Directive A: Can you copy the part of the cryostat thermalization excerpt between "A first aspect" and "of the first chamber.", inclusive, word for word?

Page excerpt:

____

Slichter D. H., Naaman O., Siddiqi I., Millikelvin thermal and electrical performance of lossy transmission line filters, 2009, Applied Physics Letters, 94(19):192508-192508-3

Therefore existing solutions are complex to industrialize for cryostat application and to put in a production process. Moreover at high frequencies, circuits often require coaxial cables and connectors. The same issues of length, materials and lagging apply plus additional issues such as heat losses through the core and bandwidth. One of the main issues with coaxial cables is that while one can lag outer shield, it is difficult to pull the heat out of the inner core. This is because the insulating dielectric materials used between the shield and the core typically have low thermal conductivity. Moreover, although a huge variety of commercial heat spreader are used for electrical signal conditions near room temperature (in the range of 200-400K), none of these are specified for cryogenic temperatures (in the range of 0-150K).

Based on this prior art it is an object of the present invention to provide to cryostat users the possibility to thermalize wire lines in order to detect weak signals coming from sample measurement. This issue is particularly critical when dealing with RF signals and cryocooled devices, and more specifically high performance thermalization of cryocooled devices with high bandwidth RF electrical connections. Moreover, high frequency circuits often require coaxial cables and connectors. The same issues of length, materials and lagging apply plus additional issues such as heat loss through the core and bandwidth.

Therefore it is valuable to have a simple and customizable solution enabling wireline thermalization between a cryostat chamber at low temperature and the sample to be measured which is located in a chamber at cryogenic temperature.

SUMMARY OF THE INVENTION

The general idea of the invention is to connect the sample located in the cryostat chamber to be measured through wires to a specific plate enabling wire line thermalization between cryostat chambers. In order to achieve thermalization wire lines, an Insulated Metal Substrate (IMS) layer somehow similar than those used for heat dissipation in high temperature environment (e.g.: for power device or LED applications) has been adapted for cryostat functioning. Interestingly enough, electrical and thermal measurement shows IMS applicability for cryogenic temperatures, whereas it is generally specified for thermal cycling in the range of 230K-520K.

In order to achieve this, one need to be able to include an IMS plate within a cryostat while enabling wireline thermalization during its operation. This invention is solving this issue by disclosing an apparatus and the associated method. Alternatively, the IMS board used for wire line thermalization in cryostat environment may embed active devices for several functionalities such as processing or signal amplification.

A first aspect of the invention therefore relates to a cryogenic device comprising at least two chambers at two different temperatures, a first chamber at a first temperature T1 accommodating a sample, and a second chamber at a second temperature T2 greater than T1 and being adapted to accommodate a cooling device, said cooling device being adapted to cool wirelines connecting said sample to an external element, characterized in that said cooling device is a thermalization plate comprising at least one wire-guide having an input for plugging a wire line connected to the sample and an output for plugging a wire line connected to said external element, said wire-guide being thermally connected to the first chamber. Therefore, it is possible to redirect and dissipate the heat flow to the walls instead of the first chamber.

Advantageously, the thermalization plate is an IMS plate.

Still advantageously, the thermalization plate is mounted on a mechanical attachment made of a thermally conductive material and thermally connected to the first chamber.

____

Data:

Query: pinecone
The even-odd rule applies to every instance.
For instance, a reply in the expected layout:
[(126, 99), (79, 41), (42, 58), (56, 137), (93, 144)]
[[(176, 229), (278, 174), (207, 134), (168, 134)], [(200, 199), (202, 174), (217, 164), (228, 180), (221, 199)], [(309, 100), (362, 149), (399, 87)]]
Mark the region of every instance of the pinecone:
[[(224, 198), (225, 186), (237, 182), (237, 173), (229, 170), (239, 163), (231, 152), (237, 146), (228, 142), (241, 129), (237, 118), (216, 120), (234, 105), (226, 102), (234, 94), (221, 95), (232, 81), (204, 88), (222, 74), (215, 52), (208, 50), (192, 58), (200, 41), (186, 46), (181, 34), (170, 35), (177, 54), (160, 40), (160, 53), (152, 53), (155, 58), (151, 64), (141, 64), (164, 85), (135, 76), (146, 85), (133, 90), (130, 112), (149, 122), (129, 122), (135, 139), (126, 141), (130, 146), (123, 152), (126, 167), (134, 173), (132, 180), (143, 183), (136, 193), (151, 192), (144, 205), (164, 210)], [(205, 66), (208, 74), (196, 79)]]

____

Directive B: Could you write out every line of the records again, requests included, with each coordinate in the answers multiplied by 2.15 and rounded to a whole number, halves up?

Task response A:
A first aspect of the invention therefore relates to a cryogenic device comprising at least two chambers at two different temperatures, a first chamber at a first temperature T1 accommodating a sample, and a second chamber at a second temperature T2 greater than T1 and being adapted to accommodate a cooling device, said cooling device being adapted to cool wirelines connecting said sample to an external element, characterized in that said cooling device is a thermalization plate comprising at least one wire-guide having an input for plugging a wire line connected to the sample and an output for plugging a wire line connected to said external element, said wire-guide being thermally connected to the first chamber. Therefore, it is possible to redirect and dissipate the heat flow to the walls instead of the first chamber.

Task response B:
Query: pinecone
The even-odd rule applies to every instance.
For instance, a reply in the expected layout:
[(126, 99), (79, 41), (42, 58), (56, 137), (93, 144)]
[[(176, 229), (278, 174), (207, 134), (168, 134)], [(200, 199), (202, 174), (217, 164), (228, 180), (221, 199)], [(309, 100), (362, 149), (399, 87)]]
Mark the region of every instance of the pinecone:
[[(482, 426), (484, 400), (510, 391), (510, 372), (492, 366), (514, 350), (497, 327), (510, 314), (490, 305), (518, 277), (510, 254), (464, 258), (503, 226), (486, 219), (503, 202), (475, 204), (499, 174), (439, 189), (477, 159), (462, 112), (447, 108), (413, 125), (430, 88), (400, 99), (389, 73), (366, 75), (381, 116), (344, 86), (344, 114), (327, 114), (333, 125), (325, 138), (303, 138), (353, 183), (290, 163), (314, 183), (286, 194), (280, 241), (320, 262), (277, 262), (290, 299), (271, 303), (280, 314), (264, 327), (271, 359), (288, 372), (284, 387), (307, 393), (292, 415), (325, 413), (310, 441), (353, 452)], [(441, 142), (447, 159), (421, 170)]]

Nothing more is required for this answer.